Return all the data exactly, keeping the pictures out.

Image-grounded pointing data
========

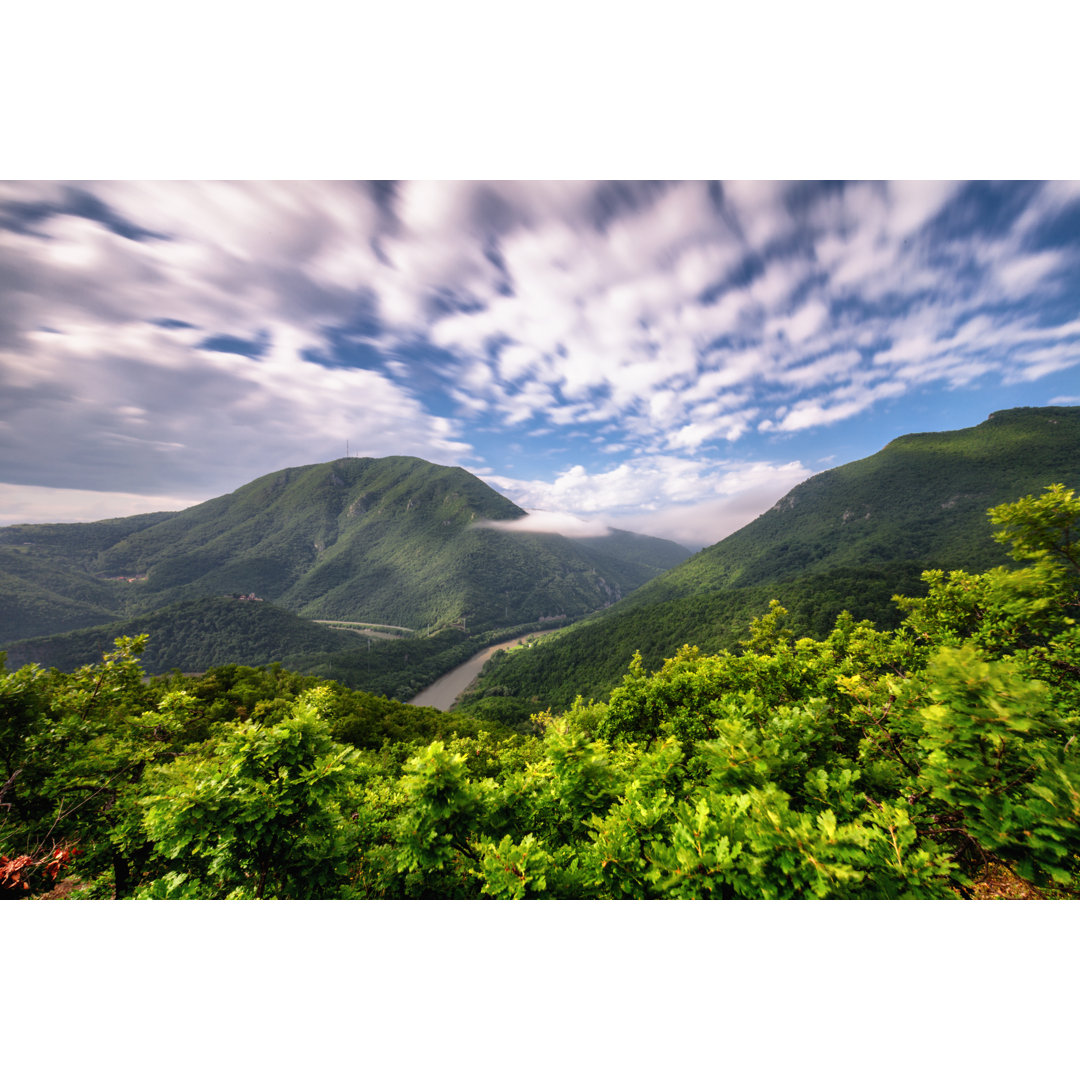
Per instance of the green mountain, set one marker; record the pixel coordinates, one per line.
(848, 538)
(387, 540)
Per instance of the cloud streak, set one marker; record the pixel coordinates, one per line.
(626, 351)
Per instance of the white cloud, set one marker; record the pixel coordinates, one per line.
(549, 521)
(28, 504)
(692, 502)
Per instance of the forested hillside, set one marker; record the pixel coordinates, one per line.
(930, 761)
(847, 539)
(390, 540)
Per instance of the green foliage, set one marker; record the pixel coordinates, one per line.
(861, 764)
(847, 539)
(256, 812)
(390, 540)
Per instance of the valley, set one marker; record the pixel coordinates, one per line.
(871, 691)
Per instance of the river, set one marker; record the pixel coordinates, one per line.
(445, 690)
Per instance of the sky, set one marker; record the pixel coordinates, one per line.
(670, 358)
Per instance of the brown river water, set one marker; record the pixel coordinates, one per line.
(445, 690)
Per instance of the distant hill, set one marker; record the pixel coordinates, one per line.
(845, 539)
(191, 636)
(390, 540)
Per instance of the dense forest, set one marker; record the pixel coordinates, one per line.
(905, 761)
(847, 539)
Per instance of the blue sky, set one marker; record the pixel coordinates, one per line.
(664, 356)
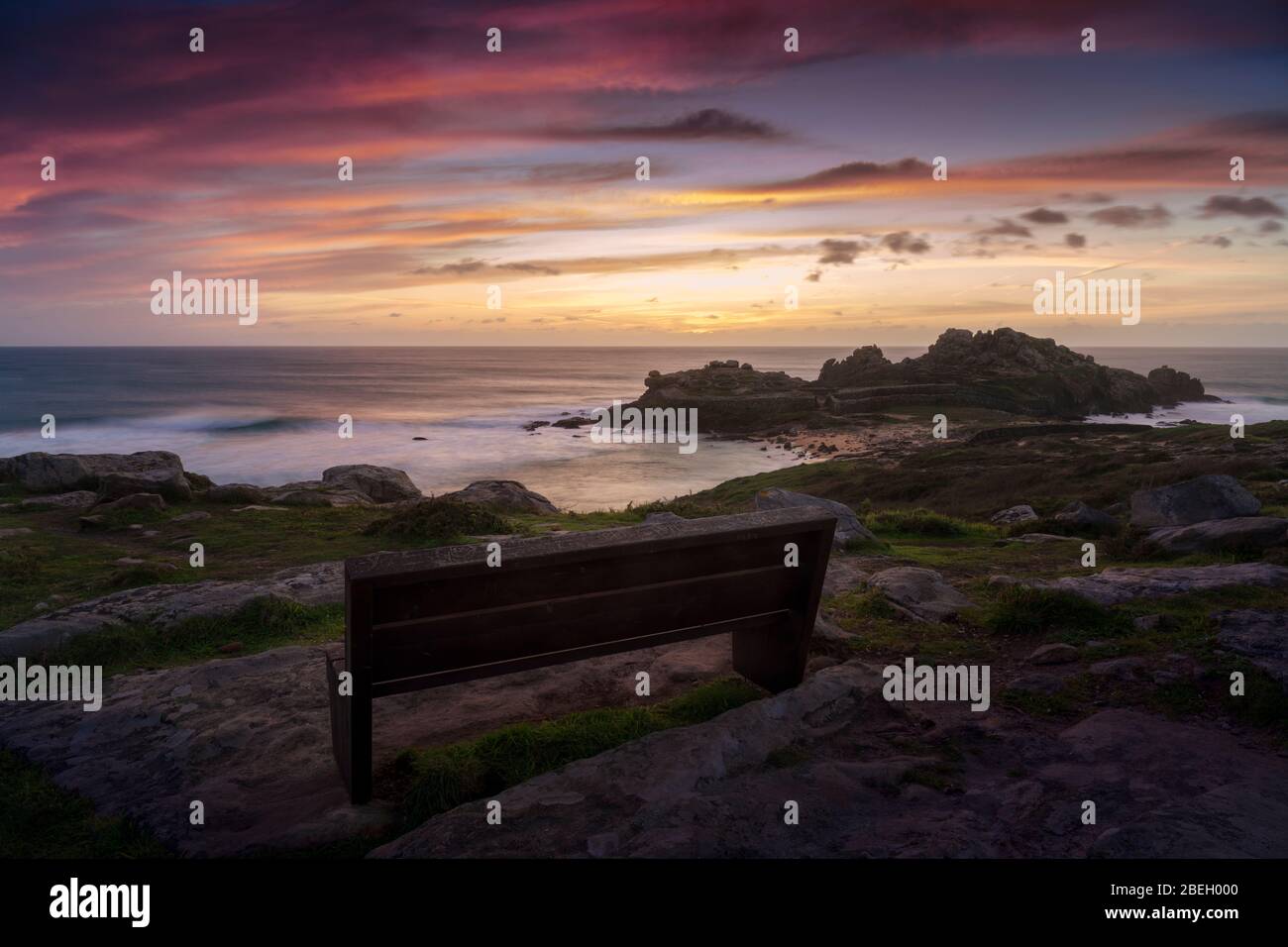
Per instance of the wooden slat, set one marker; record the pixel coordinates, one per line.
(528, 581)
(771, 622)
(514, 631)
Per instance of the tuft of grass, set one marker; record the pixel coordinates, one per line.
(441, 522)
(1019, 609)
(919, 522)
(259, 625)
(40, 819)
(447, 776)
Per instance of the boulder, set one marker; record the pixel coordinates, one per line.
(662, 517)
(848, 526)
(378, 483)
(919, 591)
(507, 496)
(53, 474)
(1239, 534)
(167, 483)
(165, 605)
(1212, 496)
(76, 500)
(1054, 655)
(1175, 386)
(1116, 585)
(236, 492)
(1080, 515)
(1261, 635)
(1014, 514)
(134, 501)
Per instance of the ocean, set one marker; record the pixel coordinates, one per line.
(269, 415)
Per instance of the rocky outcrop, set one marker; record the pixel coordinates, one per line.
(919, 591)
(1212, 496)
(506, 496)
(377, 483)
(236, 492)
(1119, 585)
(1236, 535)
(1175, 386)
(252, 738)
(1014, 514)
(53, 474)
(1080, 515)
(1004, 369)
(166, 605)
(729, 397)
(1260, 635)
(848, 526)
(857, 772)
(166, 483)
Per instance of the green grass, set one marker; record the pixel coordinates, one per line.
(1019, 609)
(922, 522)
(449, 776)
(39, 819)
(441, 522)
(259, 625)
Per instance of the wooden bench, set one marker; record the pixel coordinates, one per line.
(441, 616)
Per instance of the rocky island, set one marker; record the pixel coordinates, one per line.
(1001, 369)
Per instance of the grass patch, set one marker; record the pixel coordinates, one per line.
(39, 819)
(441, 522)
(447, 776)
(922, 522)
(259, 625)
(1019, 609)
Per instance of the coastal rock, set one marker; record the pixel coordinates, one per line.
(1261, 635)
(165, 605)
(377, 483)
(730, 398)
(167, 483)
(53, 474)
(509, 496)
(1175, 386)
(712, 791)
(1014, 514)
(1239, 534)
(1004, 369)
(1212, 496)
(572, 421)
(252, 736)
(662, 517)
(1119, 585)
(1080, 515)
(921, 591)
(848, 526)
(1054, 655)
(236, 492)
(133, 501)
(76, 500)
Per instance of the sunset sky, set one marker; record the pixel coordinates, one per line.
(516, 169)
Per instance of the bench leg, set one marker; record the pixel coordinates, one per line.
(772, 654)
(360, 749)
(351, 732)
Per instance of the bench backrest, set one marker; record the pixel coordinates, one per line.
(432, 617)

========

● **Answer to this problem**:
Per instance of the green mountain, set one marker; record the pixel coordinates, one per line.
(848, 538)
(387, 540)
Per instance of the cloud streak, set one marker; record the pixel coordinates, one per line.
(626, 351)
Per instance of the white cloud, set one marker; record the pixel coordinates, one per line.
(549, 521)
(28, 504)
(692, 502)
Per instance of the forested hillside, set one marker; record the pixel coordinates, one per line.
(930, 761)
(847, 539)
(390, 540)
Per instance of the green foliage, set one marker; record the pixel coordinates, one per line.
(861, 764)
(847, 539)
(256, 812)
(390, 540)
Per instance of the valley, set one marker; record the pixel coordinates, one per line.
(871, 691)
Per instance of the river, set one marker; record the pixel coordinates, one per line.
(445, 690)
Per instance of the sky, set one marker; record the pixel coordinates, one per line.
(670, 358)
Per instance of the brown river water, set one marker; record the pixel coordinates, one per line.
(445, 690)
Per instance of the distant hill, set one marker; record the pixel coordinates, one per line.
(845, 539)
(191, 636)
(390, 540)
Per instance of the dense forest, set one marker; record the pixel coordinates, one per line.
(905, 761)
(847, 539)
Per instance of the blue sky, set one marker; record the pixel coordinates, one per line.
(664, 356)
Per instance of the wooden slat, set one marker; record the pixel coordinates, one per line.
(528, 581)
(771, 622)
(514, 631)
Per instance of the tuft of grass, set one marker; record the pixel coordinates, one per line.
(441, 522)
(1019, 609)
(919, 522)
(259, 625)
(40, 819)
(447, 776)
Per instance of the boulder, set one marker; record the pixel coordinates, one per line.
(662, 517)
(848, 526)
(378, 483)
(919, 591)
(507, 496)
(53, 474)
(1239, 534)
(167, 483)
(165, 605)
(1212, 496)
(76, 500)
(1054, 655)
(1175, 386)
(1116, 585)
(236, 492)
(1080, 515)
(1261, 635)
(1014, 514)
(134, 501)
Per instance of the ocean, set one marker; record the pixel coordinates, one per line.
(269, 415)
Per instance of the rocky outcrop, set one marker; record the pixel coordinates, one per line.
(919, 591)
(1212, 496)
(506, 496)
(377, 483)
(236, 492)
(1119, 585)
(1236, 535)
(1175, 386)
(252, 738)
(1014, 514)
(53, 474)
(1080, 515)
(1004, 369)
(166, 605)
(729, 397)
(1260, 635)
(848, 526)
(857, 772)
(166, 483)
Per instance of the green grass, set one marker; record the pixel coordinates, one per line.
(1019, 609)
(922, 522)
(449, 776)
(39, 819)
(441, 522)
(259, 625)
Per instance of the wooden bench, set one marker; record the pixel coordinates, one per line.
(441, 616)
Per instance of the rocky island, set one marker; record the pixel coordinates, one per line.
(1001, 369)
Per instance of the grass patch, set one marker; record the pixel coordinates, one per line.
(39, 819)
(441, 522)
(447, 776)
(922, 522)
(259, 625)
(1019, 609)
Per instance of the coastal rock, set one marker; record the pixel coordinates, one per line.
(1261, 635)
(165, 605)
(377, 483)
(730, 398)
(167, 483)
(53, 474)
(509, 496)
(1175, 386)
(712, 791)
(1014, 514)
(1239, 534)
(1004, 369)
(1212, 496)
(572, 421)
(252, 736)
(662, 517)
(1119, 585)
(1080, 515)
(921, 591)
(848, 526)
(1054, 655)
(236, 492)
(133, 501)
(76, 500)
Per instance of the sunset sky, set one marker; record the pixel coordinates, one per line.
(516, 169)
Per instance of the bench leg, set one marker; record the pixel coordinates, one per line.
(772, 654)
(360, 749)
(351, 732)
Per instance of the bench backrest, set one marker; record the pixel coordinates, one per line.
(432, 617)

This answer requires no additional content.